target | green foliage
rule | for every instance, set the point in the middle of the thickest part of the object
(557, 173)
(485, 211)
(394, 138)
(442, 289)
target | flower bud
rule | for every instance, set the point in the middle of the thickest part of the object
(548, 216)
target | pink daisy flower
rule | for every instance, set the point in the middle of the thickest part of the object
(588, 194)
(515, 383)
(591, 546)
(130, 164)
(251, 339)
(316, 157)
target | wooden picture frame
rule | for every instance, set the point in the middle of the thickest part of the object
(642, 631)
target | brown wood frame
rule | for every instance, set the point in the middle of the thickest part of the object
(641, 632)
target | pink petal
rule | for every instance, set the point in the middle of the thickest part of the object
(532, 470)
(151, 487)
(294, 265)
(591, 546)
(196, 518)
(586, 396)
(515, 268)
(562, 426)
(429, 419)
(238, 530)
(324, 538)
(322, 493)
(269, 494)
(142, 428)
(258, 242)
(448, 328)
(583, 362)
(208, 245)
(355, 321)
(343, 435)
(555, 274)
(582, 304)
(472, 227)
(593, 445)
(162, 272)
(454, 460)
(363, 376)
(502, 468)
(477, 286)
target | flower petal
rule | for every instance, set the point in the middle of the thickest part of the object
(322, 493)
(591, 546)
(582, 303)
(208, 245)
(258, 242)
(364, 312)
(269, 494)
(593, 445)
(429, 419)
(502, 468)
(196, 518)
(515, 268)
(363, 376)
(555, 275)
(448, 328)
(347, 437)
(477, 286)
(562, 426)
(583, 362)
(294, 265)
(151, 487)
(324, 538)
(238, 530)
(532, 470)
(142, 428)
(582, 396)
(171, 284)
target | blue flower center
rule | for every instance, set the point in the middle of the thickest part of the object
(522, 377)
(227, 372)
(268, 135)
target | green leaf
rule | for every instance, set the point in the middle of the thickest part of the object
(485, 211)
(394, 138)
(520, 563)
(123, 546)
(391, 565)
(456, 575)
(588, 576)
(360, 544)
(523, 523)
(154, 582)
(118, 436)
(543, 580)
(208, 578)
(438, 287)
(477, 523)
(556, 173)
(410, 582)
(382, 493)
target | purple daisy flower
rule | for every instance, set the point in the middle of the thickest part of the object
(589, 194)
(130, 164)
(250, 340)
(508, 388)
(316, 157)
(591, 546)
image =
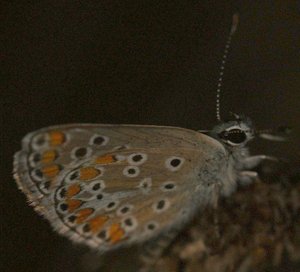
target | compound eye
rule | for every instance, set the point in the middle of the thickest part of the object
(233, 136)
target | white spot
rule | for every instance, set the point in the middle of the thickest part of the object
(145, 185)
(81, 152)
(124, 210)
(111, 205)
(129, 223)
(137, 158)
(99, 140)
(37, 175)
(32, 156)
(61, 193)
(151, 226)
(131, 171)
(161, 205)
(174, 163)
(120, 157)
(40, 141)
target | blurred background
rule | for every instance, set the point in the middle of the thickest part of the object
(137, 62)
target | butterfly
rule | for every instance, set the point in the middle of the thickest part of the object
(109, 186)
(112, 185)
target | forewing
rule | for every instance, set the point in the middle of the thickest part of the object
(108, 185)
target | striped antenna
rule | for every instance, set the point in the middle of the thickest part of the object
(235, 21)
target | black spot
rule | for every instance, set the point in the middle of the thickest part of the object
(37, 157)
(111, 204)
(63, 206)
(100, 196)
(74, 176)
(102, 234)
(160, 205)
(38, 173)
(47, 184)
(151, 226)
(80, 152)
(137, 158)
(96, 187)
(98, 140)
(131, 171)
(145, 185)
(86, 228)
(169, 186)
(128, 222)
(175, 162)
(62, 193)
(72, 218)
(124, 210)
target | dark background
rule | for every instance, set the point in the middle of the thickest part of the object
(141, 62)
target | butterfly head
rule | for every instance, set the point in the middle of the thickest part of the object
(234, 133)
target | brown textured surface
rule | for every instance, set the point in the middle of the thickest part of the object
(258, 230)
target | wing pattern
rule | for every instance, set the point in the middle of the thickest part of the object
(110, 185)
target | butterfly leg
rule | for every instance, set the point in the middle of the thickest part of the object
(247, 177)
(154, 249)
(253, 161)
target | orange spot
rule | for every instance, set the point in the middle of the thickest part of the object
(73, 204)
(87, 173)
(116, 233)
(74, 189)
(97, 222)
(49, 156)
(83, 214)
(107, 159)
(56, 138)
(51, 170)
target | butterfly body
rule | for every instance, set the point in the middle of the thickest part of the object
(112, 185)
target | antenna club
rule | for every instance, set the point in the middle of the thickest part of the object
(235, 21)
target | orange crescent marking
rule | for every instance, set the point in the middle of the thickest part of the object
(83, 214)
(87, 173)
(56, 138)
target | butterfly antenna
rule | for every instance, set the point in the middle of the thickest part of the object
(235, 21)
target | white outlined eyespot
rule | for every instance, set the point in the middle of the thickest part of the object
(174, 163)
(131, 171)
(99, 140)
(161, 205)
(137, 158)
(81, 152)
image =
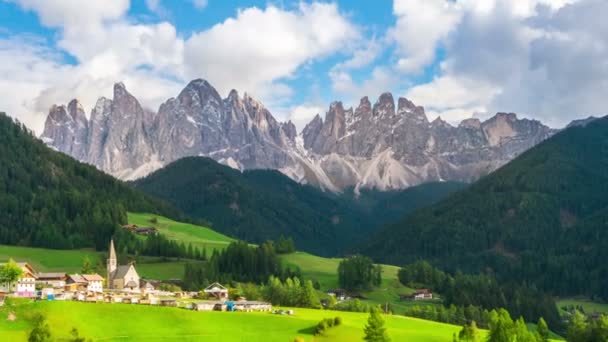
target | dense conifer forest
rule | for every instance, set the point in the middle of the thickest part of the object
(51, 200)
(258, 205)
(541, 219)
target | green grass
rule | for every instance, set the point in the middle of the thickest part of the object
(70, 261)
(588, 306)
(199, 236)
(48, 260)
(324, 270)
(112, 322)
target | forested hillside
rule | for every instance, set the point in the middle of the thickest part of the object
(263, 204)
(48, 199)
(542, 218)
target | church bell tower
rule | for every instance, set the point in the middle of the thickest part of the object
(111, 264)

────────

YOUR GOAL:
Write out the data once more exactly, omitting the pictures.

TASK RESULT:
target | green foliage
rule | for every instance, set the point in the middle of the thickest part of the object
(557, 173)
(485, 211)
(394, 138)
(442, 289)
target | flower bud
rule | for every instance, set the point in the middle of the thickest part of the object
(548, 216)
target | pink daisy flower
rule | for every instance, set the point in the middle of the thickest part of the object
(588, 194)
(515, 383)
(591, 546)
(130, 164)
(251, 339)
(316, 157)
target | wooden picture frame
rule | for every instance, set the point in the middle of the thickest part of the object
(642, 631)
target | brown wood frame
rule | for every instance, set the point in the middle of the thickest part of the object
(641, 632)
target | pink petal
rule | for every instance, set the point in the middle of the thickest part of the object
(532, 470)
(151, 487)
(294, 265)
(591, 546)
(196, 518)
(586, 396)
(515, 268)
(562, 426)
(429, 419)
(238, 530)
(324, 538)
(322, 493)
(269, 494)
(142, 428)
(258, 242)
(448, 328)
(583, 362)
(208, 245)
(355, 321)
(343, 435)
(555, 274)
(582, 304)
(472, 227)
(593, 445)
(162, 272)
(454, 460)
(363, 376)
(502, 468)
(477, 286)
target | flower petal
rule | for every instance, set the point in the middle of the thickest part of the object
(322, 493)
(591, 546)
(582, 303)
(208, 245)
(258, 242)
(364, 312)
(269, 494)
(593, 445)
(429, 419)
(502, 468)
(196, 518)
(515, 268)
(363, 376)
(555, 275)
(448, 328)
(347, 437)
(477, 286)
(562, 426)
(583, 362)
(294, 265)
(151, 487)
(324, 538)
(238, 530)
(532, 470)
(142, 428)
(582, 396)
(171, 284)
target | blue flower center
rule | for every instance, set the point in the middle of the thickest part of the object
(522, 377)
(227, 372)
(268, 135)
target | green leaf
rule | for every instance, set the point in the middle of the thickest part of the object
(485, 211)
(394, 138)
(520, 563)
(123, 546)
(391, 565)
(456, 575)
(588, 576)
(360, 544)
(523, 523)
(154, 582)
(118, 436)
(543, 580)
(208, 578)
(438, 287)
(477, 523)
(556, 173)
(410, 582)
(382, 493)
target | purple daisy flower
rule | for every instance, set the point in the middle of the thickest part of the object
(589, 194)
(130, 164)
(250, 340)
(508, 388)
(316, 157)
(591, 546)
image =
target | compound eye
rule | for every instance, set the point in the middle of the thickest part of the object
(233, 136)
target | white spot
rule | for every instance, set the point in the middle of the thickest part of the object
(145, 185)
(81, 152)
(124, 210)
(111, 205)
(129, 223)
(137, 158)
(99, 140)
(37, 175)
(32, 156)
(61, 193)
(151, 226)
(131, 171)
(161, 205)
(174, 163)
(120, 157)
(40, 141)
target | blurred background
rule | for every instance, set the point in the middle of the thickest part of the object
(137, 62)
target | butterfly
rule | for every instance, set the point in the middle of the thickest part of the object
(109, 186)
(112, 185)
target | forewing
rule | for every instance, set the point in the middle of the thickest part of the object
(108, 185)
target | striped antenna
rule | for every instance, set the point in the middle of the thickest part of the object
(235, 21)
target | black spot
rule | for every instance, set the point in the middle of the thickest part of the object
(37, 157)
(111, 204)
(63, 206)
(100, 196)
(74, 176)
(102, 234)
(160, 205)
(38, 173)
(47, 184)
(151, 226)
(80, 152)
(137, 158)
(96, 187)
(98, 140)
(131, 171)
(145, 185)
(86, 228)
(169, 186)
(128, 222)
(175, 162)
(62, 193)
(72, 218)
(124, 210)
target | dark background
rule | for every instance, set the point in the middle of the thickest part of the object
(141, 62)
target | butterfly head
rule | for every instance, set the point in the middle of the thickest part of the object
(234, 133)
target | brown textured surface
rule | for every instance, set the point in the middle of the thickest part of the object
(258, 230)
target | wing pattern
rule | for every instance, set the point in the middle of the thickest part of the object
(110, 185)
target | butterfly leg
rule | for every instance, set the point in the middle of the thickest part of the object
(247, 177)
(154, 249)
(253, 161)
target | orange spot
rule | for every instance, set the point in the middle of the thickest part of the object
(73, 204)
(87, 173)
(116, 233)
(74, 189)
(97, 222)
(49, 156)
(83, 214)
(107, 159)
(56, 138)
(51, 170)
target | butterfly body
rule | for every instance, set the point in the middle of the thickest part of the object
(112, 185)
target | antenna club
rule | for every instance, set the point in the middle of the thickest part of the object
(235, 21)
target | orange crescent marking
rule | for every instance, set the point in the middle of the thickest part of the object
(83, 214)
(87, 173)
(56, 138)
target | butterfly antenna
rule | for every instance, set the point in the middle of the thickest part of the object
(235, 21)
target | white outlined eyespot
rule | for every instance, set the point in the middle of the thickest part of the object
(174, 163)
(131, 171)
(99, 140)
(161, 205)
(137, 158)
(81, 152)
image =
target | dense conifer forest
rule | for every instance, set the point in the middle of the thickest part of the object
(51, 200)
(258, 205)
(541, 219)
target | green grass
rule | for every instance, set the point in the middle of the thickest part of the object
(70, 261)
(588, 306)
(199, 236)
(48, 260)
(324, 270)
(112, 322)
target | forested hillside
rule | for every instance, set the point in the middle of the thickest part of the object
(263, 204)
(48, 199)
(542, 218)
target | church bell tower
rule | for every instance, set the point in the middle of the thickest part of the object
(111, 264)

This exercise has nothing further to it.